**GOAL OF THE EXERCISE:** Write out the records below once more, exactly as they stand.

**DATASET EXCERPTS:**
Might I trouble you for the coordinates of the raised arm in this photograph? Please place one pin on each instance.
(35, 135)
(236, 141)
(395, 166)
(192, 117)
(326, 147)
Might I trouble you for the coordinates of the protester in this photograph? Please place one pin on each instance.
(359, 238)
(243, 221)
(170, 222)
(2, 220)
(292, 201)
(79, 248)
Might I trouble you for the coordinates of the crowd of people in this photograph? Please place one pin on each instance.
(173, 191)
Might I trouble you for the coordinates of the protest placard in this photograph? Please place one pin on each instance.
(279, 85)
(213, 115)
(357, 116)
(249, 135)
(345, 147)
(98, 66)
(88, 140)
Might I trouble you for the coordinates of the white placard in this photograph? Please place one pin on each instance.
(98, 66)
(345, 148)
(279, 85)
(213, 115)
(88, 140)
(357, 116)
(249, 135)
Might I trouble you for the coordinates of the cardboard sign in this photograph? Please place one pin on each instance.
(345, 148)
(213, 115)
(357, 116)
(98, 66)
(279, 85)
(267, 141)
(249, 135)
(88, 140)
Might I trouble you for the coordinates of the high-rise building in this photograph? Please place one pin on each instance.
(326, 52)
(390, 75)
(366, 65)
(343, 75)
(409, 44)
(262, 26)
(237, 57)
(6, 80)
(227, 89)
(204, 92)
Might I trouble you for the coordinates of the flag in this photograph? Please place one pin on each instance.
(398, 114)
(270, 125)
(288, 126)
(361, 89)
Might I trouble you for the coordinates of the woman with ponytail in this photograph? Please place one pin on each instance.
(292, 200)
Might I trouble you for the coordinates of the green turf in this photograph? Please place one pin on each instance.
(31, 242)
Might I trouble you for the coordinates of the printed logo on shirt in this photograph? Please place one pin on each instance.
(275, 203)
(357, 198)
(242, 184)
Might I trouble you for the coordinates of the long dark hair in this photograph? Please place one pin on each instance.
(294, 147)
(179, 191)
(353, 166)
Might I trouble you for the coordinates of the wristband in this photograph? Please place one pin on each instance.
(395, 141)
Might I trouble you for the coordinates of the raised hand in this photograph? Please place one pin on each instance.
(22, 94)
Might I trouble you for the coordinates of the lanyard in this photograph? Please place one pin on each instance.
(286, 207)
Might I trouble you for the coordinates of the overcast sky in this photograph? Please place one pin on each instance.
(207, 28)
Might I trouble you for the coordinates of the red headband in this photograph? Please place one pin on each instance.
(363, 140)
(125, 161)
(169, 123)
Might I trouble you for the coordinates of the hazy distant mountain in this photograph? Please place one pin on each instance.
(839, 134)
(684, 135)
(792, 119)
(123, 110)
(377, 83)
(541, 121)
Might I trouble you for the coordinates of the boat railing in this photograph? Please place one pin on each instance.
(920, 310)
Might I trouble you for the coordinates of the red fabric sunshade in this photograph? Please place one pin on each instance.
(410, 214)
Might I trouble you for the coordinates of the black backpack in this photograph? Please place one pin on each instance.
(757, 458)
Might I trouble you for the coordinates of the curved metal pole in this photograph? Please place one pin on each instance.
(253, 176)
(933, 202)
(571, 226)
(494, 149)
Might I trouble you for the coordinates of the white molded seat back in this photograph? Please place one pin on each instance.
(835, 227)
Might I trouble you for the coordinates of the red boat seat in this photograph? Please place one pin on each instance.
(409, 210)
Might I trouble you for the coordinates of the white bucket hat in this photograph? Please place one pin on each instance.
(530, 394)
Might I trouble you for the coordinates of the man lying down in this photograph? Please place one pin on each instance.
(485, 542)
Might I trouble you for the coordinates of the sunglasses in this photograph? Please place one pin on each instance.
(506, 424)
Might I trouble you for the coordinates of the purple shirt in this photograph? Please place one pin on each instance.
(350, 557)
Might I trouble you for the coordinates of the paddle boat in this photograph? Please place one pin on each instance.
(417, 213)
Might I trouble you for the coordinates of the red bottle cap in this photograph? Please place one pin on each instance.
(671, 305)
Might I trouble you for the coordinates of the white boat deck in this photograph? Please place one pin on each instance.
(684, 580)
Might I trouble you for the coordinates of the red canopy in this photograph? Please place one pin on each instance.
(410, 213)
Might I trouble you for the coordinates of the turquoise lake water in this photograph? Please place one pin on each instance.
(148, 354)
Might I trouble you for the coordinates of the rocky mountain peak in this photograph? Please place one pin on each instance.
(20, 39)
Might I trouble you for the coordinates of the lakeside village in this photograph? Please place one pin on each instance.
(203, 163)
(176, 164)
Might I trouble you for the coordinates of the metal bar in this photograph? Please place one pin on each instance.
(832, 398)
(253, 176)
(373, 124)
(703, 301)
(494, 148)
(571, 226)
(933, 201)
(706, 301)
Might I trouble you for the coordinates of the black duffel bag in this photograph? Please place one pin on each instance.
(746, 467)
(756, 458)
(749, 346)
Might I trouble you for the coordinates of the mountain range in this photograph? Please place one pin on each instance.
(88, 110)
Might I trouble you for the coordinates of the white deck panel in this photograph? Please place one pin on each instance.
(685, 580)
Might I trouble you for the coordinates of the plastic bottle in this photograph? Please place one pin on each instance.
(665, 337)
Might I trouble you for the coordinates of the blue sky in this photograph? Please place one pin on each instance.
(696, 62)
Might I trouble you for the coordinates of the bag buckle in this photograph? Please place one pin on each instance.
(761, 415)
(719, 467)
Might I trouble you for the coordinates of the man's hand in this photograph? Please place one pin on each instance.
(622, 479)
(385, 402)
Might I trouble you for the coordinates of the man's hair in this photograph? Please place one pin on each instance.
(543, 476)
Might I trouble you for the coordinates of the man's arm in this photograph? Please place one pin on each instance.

**SOLUTION BELOW:**
Might I trouble you for the coordinates of the raised arm in this photograph? Please place one pin on each instance.
(35, 135)
(236, 141)
(395, 166)
(192, 117)
(326, 147)
Might I trouble you for the coordinates of the protester in this photograph? Please place one pin on each instance.
(359, 238)
(243, 221)
(170, 222)
(2, 220)
(292, 201)
(79, 248)
Might I trouble you for the coordinates of the crowd of people in this photograph? Please place one pin on each instance.
(173, 191)
Might I trouble you for the coordinates of the protest placard in this photograph? Please place one pin on each instance.
(279, 85)
(213, 115)
(357, 116)
(249, 135)
(345, 147)
(98, 66)
(88, 140)
Might I trouble you for the coordinates of the white placard in this photograph? Please place one pin on each instance.
(98, 66)
(345, 148)
(279, 85)
(213, 115)
(88, 140)
(357, 116)
(249, 135)
Might I trouble you for the coordinates of the cardboard sign in this photograph? Please place one pin on each instance.
(345, 148)
(213, 115)
(357, 116)
(98, 66)
(279, 85)
(267, 141)
(249, 135)
(88, 140)
Might I trouble you for the coordinates of the high-rise building in this photograph? Please place one pin on each instance.
(326, 52)
(390, 75)
(366, 65)
(343, 75)
(409, 44)
(262, 26)
(237, 57)
(6, 80)
(227, 89)
(204, 92)
Might I trouble you for the coordinates of the flag in this photograph? Please place one pin on each instance.
(398, 114)
(270, 125)
(288, 126)
(361, 89)
Might I trouble you for the coordinates of the woman with ponytail in this photograph? Please place one pin on each instance.
(292, 200)
Might I trouble you for the coordinates of the green turf in this photograph? Please place one pin on each instance.
(31, 242)
Might I trouble you for the coordinates of the printed logo on shirt in this photograph? Please place one pin on each instance.
(275, 203)
(357, 198)
(242, 184)
Might I trouble you for the coordinates of the long dark hair in this photograph? Please place one pin on each instance.
(294, 147)
(179, 191)
(353, 166)
Might I trouble you for the coordinates of the wristband in this photograph? Please place one pin on each instance.
(395, 141)
Might I trouble you for the coordinates of the raised hand in this photograph? Please place one pin on each instance.
(22, 94)
Might I trouble you for the coordinates of the lanyard in this photograph? Please place one pin on each instance.
(286, 207)
Might I trouble you for the coordinates of the overcast sky in this photograph? Please place one pin on each instance.
(207, 28)
Might I trouble you for the coordinates of the red headband in this photograph? Please place one pin on each instance.
(363, 140)
(125, 161)
(169, 123)
Might I trouble you for the coordinates of the hazy distant mountain in this photograph? Please place one pin on each instance.
(839, 134)
(684, 135)
(792, 119)
(123, 110)
(377, 83)
(541, 121)
Might I trouble you for the coordinates of the boat railing in this photograph? Please place one pin on each instance.
(920, 310)
Might I trouble you for the coordinates of the red fabric sunshade in this photograph? Please place one pin on each instance.
(410, 214)
Might I trouble you for the coordinates of the black backpack in this photograph? Please place one pin on each instance.
(757, 458)
Might I trouble you for the coordinates of the curved metal pole in this photograph? Please place one pin on each instance.
(253, 176)
(933, 202)
(571, 226)
(494, 149)
Might I trouble you for the coordinates of the white molded seat back in this photograph? Please place one pin on each instance.
(835, 227)
Might I trouble you for the coordinates of the red boat seat in this photograph? Please place one pin on each instance.
(409, 210)
Might I trouble you for the coordinates of the white bucket hat in this photograph? Please place one pin on each instance.
(530, 394)
Might I trouble you for the coordinates of the man lying down in this photograph? Please place one pin on each instance.
(485, 542)
Might I trouble you for the coordinates of the sunglasses in this photograph? Please place one pin on each instance.
(506, 424)
Might I trouble you for the coordinates of the purple shirt in this photograph? Please place one pin on each instance.
(350, 557)
Might I trouble you for the coordinates of the paddle boat in this photograph? Please place one pin on each instance.
(417, 213)
Might I trouble you for the coordinates of the red bottle cap in this photograph? Please place one pin on each instance.
(671, 305)
Might I trouble you for the coordinates of the white boat deck in this photograph? Please place one pin on each instance.
(684, 580)
Might I trouble you for the coordinates of the red canopy in this photograph? Please place one pin on each instance.
(410, 213)
Might I trouble you for the coordinates of the turquoise lake water in this photograph? Please place one pin on each instance.
(148, 354)
Might I trouble you for the coordinates of the rocky mountain peak in this photograph? Please place one pin on each instance.
(20, 39)
Might I trouble you for the coordinates of the lakeside village in this photograph? Please place one pin on each instance.
(203, 163)
(176, 164)
Might I trouble you for the coordinates of the metal bar in this photograph? Please place one pin on each instance.
(832, 398)
(253, 176)
(373, 124)
(703, 301)
(494, 148)
(571, 226)
(933, 201)
(706, 301)
Might I trouble you for the coordinates of the black duffel bag in this photograph? Please place one pin on each instance.
(746, 467)
(756, 458)
(749, 346)
Might I trouble you for the coordinates of the mountain range in this photograph? Please place one pin on each instance.
(88, 110)
Might I trouble you for the coordinates of the white deck panel in this photograph? Please place one pin on each instance.
(685, 580)
Might I trouble you for the coordinates of the plastic bottle in this photograph? Please place one pin on each instance.
(665, 337)
Might I trouble you for the coordinates of the blue sky in this photograph? Please place one pin on each instance.
(696, 62)
Might I trouble you for the coordinates of the bag buckle in this photograph? Please place one pin on each instance.
(761, 415)
(719, 467)
Might I trouble you for the coordinates of the man's hand in this photograph? Please place one pin on each instance.
(622, 479)
(385, 402)
Might I trouble you for the coordinates of the man's hair in this photograph? Please place one pin on each instance.
(543, 476)
Might I trouble you for the coordinates of the man's arm in this photograph? Please place one pin on each instance.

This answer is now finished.